--- START ---

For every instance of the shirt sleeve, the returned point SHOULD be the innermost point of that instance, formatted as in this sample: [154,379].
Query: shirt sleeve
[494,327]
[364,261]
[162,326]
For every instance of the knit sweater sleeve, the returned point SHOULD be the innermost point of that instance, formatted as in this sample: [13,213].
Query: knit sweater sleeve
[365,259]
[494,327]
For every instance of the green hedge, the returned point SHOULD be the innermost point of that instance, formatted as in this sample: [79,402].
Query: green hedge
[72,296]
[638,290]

--- END ---
--- START ---

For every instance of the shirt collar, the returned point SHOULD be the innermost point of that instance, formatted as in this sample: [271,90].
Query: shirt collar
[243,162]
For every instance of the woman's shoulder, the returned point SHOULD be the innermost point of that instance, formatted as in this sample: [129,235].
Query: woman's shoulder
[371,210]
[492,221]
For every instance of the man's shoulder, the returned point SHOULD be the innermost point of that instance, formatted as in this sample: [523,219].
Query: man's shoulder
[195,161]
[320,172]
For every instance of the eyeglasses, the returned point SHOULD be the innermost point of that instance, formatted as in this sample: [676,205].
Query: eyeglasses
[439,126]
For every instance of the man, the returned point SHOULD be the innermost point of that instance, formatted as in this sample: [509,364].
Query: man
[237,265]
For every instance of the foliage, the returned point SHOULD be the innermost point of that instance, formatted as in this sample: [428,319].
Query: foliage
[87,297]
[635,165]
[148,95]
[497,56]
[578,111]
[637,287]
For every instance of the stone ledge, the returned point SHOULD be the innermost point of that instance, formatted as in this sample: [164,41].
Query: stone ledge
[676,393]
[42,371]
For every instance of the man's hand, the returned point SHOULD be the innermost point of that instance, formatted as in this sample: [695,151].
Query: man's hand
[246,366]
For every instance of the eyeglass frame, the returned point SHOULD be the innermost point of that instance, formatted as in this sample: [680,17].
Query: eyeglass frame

--- END ---
--- START ---

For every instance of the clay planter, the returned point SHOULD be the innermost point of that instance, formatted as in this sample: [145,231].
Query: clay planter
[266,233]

--- END ---

◆ PROBLEM TO SOLVE:
Lines with the word "frame" in them: report all of these from the listing above.

◆ WRITTEN ANSWER:
For every instance of the eyeglass frame, the returned point SHOULD be the innermost point of that instance, formatted as in this sample: [680,17].
Query: eyeglass frame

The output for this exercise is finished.